● **Consignes**
a - D'après l'extrait du document, où la méthode de signalement au travailleur social a-t-elle été testée ?
b - Citez l'extrait du document depuis « Le père se remarie. » jusqu'à « plus cette situation. » inclus.

● **Extrait du document**
__________________________________________________
Pendant cette période, l’écriture de l’élève et son comportement changent. Il devient soit agressif soit apathique. Évidemment, il a de mauvaises notes. Le rôle de l’enseignant, qui constate que son écriture et son attitude changent, est de le signaler au travailleur social. Ce dernier va faire une enquête auprès de l’enfant et auprès de sa famille. Cette méthode, testée à Tanger dans une école primaire et un collège, a donné des résultats probants. Les taux d’abandon scolaire avaient diminué de manière conséquente. S’il ne quitte pas l’école, l’enfant ne quittera pas sa famille. Ce mécanisme est assez facile à installer au sein des écoles. Il est par ailleurs plus difficile de supprimer la violence au sein des familles. C’est toute notre éducation qu’il va falloir remettre en question.

Quelles sont les raisons qui poussent généralement les enfants à quitter leur foyer familial?
C’est un travail de plusieurs années qui nous a permis de déterminer les raisons pour lesquelles un enfant quitte son foyer. Il en ressort que la cause principale de la sortie à la rue, c’est que l’enfant ne se sent plus à l’aise au sein de sa famille. Deux postulats ont été relevés. D’abord, la violence physique et psychologique. La violence psychologique détruit même plus que la violence physique. Le deuxième élément est que l’enfant est maltraité au sein de sa famille. Il est méprisé. Il y a des conflits à la maison qui durent. L’exemple type est celui de l’enfant qui a perdu sa maman.

Le père se remarie. Et il ressent de la violence de la part de sa belle-mère. Quand il rentre de l’école avec un tablier sale, sa belle-mère le frappe. Il accepte peu ou prou cette situation parce qu’il se dit que ce n’est pas sa mère et que si c’était sa mère, elle ne l’aurait pas traité de la sorte. En revanche, lorsque sa belle-mère donne naissance à des enfants et que le père commence à avoir une différence de comportement entre lui et ses demi-frères ou demi-sœurs, il n’accepte plus cette situation.
__________________________________________________
● **Enregistrements fournis**

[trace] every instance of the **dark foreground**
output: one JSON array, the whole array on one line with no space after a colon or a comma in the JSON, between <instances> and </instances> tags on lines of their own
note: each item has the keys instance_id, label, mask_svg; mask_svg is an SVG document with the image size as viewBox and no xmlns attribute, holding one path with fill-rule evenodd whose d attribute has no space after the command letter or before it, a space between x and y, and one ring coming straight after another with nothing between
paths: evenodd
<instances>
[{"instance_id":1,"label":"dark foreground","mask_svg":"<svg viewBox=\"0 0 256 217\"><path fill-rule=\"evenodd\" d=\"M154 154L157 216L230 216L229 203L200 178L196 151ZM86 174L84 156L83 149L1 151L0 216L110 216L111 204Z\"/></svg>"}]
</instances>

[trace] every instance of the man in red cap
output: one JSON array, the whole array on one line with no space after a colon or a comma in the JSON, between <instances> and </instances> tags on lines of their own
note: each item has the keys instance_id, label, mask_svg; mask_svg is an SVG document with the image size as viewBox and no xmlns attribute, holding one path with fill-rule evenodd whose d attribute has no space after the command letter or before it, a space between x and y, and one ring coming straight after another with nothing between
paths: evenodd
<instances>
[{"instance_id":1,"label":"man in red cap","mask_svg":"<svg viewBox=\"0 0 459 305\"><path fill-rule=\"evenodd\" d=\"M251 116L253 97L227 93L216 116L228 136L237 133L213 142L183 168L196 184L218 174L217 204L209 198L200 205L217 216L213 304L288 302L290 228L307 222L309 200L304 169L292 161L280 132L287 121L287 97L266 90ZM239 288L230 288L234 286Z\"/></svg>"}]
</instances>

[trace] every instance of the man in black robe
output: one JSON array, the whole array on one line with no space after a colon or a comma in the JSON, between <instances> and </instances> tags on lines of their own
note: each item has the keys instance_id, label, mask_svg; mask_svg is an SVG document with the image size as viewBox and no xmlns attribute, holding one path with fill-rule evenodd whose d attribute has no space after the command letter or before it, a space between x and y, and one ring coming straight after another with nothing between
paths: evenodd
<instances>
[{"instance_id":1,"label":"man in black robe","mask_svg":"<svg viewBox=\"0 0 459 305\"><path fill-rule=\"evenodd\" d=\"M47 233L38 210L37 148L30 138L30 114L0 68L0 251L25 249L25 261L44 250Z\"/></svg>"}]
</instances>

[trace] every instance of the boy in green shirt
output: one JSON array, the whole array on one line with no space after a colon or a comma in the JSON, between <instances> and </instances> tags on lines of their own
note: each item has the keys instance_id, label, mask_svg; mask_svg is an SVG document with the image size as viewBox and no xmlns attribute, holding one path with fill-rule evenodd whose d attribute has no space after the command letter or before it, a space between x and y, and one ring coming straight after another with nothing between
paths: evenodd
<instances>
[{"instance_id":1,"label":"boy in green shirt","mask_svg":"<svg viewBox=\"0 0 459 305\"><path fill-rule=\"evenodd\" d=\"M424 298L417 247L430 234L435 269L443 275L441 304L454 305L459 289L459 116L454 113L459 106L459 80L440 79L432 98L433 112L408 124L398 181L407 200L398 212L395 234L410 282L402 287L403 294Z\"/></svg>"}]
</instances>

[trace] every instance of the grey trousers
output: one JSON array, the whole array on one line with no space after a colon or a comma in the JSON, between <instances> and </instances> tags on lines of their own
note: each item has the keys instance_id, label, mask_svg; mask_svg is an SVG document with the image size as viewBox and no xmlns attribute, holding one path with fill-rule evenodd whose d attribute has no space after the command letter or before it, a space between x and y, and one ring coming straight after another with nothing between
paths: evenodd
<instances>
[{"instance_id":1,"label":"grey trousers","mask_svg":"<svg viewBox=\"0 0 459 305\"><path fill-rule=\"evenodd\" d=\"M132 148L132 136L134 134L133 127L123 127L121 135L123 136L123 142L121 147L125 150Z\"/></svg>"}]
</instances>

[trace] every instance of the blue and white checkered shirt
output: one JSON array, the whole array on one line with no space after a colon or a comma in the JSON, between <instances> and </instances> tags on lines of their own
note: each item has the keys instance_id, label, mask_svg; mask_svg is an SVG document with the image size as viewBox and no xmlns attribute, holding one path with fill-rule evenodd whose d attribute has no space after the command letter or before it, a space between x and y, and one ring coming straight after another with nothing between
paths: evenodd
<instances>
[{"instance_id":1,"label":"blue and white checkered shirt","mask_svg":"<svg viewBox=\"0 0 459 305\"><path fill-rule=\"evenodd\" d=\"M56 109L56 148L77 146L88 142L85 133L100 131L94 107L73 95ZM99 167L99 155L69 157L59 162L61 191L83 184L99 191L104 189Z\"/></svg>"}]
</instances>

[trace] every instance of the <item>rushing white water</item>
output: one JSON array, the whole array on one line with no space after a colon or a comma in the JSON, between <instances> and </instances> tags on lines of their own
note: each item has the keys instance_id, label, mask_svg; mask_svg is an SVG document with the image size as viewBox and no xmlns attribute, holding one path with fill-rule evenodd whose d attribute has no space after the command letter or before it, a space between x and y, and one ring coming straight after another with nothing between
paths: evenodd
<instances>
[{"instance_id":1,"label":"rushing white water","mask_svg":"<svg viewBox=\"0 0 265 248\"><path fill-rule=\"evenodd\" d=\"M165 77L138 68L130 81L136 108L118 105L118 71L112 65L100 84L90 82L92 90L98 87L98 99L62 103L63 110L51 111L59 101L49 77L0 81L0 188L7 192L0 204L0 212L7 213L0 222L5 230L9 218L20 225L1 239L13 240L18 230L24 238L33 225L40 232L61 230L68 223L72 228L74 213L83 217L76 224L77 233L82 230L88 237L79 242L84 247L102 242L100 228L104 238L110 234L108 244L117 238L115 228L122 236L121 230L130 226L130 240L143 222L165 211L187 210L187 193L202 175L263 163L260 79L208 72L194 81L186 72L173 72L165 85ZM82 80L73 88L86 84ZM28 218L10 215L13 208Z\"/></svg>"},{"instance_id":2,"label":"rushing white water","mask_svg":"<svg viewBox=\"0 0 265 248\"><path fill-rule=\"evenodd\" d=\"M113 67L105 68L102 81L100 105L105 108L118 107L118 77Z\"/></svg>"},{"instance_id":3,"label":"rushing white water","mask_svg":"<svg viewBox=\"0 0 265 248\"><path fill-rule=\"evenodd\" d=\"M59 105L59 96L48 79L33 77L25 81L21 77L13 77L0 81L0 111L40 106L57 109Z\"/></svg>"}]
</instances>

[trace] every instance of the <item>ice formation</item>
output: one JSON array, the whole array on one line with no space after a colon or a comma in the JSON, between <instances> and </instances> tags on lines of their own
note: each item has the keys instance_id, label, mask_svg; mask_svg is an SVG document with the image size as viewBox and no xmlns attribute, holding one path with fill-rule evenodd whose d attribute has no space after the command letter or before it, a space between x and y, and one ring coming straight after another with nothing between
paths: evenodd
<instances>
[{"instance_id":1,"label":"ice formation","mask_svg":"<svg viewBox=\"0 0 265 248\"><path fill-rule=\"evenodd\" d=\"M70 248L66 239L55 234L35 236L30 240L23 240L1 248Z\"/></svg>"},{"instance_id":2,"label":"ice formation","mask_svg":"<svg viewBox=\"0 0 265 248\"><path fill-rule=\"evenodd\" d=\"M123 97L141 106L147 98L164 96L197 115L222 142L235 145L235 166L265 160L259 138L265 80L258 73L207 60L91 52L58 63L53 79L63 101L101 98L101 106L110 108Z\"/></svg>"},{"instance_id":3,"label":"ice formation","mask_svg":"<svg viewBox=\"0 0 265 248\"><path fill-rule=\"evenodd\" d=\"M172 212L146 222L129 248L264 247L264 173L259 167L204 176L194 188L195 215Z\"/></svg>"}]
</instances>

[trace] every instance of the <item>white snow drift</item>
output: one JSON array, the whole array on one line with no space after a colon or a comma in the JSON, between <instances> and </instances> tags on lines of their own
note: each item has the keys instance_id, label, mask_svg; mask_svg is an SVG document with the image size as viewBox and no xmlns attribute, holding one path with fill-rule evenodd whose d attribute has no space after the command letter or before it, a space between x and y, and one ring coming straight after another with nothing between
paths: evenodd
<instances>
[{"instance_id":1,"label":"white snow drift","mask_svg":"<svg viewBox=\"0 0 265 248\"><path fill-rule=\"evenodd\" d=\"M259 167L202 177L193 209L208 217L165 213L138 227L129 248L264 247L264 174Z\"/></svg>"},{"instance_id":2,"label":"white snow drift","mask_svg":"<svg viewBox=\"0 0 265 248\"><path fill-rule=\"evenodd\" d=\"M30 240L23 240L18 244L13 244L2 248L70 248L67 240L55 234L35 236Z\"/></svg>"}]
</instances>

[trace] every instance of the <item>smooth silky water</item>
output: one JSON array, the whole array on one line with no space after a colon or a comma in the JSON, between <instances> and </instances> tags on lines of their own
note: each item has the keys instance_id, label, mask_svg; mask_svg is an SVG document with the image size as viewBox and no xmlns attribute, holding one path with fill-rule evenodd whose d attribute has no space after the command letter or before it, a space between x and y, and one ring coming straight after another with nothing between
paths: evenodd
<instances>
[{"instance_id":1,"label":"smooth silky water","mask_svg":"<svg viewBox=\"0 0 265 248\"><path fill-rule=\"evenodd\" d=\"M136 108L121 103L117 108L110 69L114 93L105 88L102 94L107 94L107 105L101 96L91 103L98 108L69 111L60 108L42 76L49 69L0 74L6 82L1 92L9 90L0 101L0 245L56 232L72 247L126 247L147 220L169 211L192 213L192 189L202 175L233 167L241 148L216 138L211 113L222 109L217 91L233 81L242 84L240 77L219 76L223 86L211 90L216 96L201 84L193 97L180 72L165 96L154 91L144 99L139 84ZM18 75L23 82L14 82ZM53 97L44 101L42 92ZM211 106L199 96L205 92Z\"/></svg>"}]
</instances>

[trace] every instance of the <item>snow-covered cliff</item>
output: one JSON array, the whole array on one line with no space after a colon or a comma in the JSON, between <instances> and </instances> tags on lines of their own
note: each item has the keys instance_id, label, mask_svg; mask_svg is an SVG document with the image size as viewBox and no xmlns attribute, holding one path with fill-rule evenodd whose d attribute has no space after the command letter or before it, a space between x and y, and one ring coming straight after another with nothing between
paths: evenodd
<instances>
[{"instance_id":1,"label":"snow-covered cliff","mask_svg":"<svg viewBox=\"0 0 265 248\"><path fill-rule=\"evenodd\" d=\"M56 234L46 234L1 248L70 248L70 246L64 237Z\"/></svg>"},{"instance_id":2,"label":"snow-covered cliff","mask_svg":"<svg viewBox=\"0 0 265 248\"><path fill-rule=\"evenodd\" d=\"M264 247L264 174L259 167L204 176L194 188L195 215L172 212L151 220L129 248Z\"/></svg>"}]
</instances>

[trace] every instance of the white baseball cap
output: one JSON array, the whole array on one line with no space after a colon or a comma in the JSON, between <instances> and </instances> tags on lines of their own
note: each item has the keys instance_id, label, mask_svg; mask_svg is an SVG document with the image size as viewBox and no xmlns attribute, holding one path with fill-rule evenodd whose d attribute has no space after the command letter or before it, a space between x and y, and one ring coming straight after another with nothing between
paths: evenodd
__________________________________________________
● **Réponses de l'exercice**
a - À Tanger, dans une école primaire et un collège.

b -
Le père se remarie. Et il ressent de la violence de la part de sa belle-mère. Quand il rentre de l’école avec un tablier sale, sa belle-mère le frappe. Il accepte peu ou prou cette situation parce qu’il se dit que ce n’est pas sa mère et que si c’était sa mère, elle ne l’aurait pas traité de la sorte. En revanche, lorsque sa belle-mère donne naissance à des enfants et que le père commence à avoir une différence de comportement entre lui et ses demi-frères ou demi-sœurs, il n’accepte plus cette situation.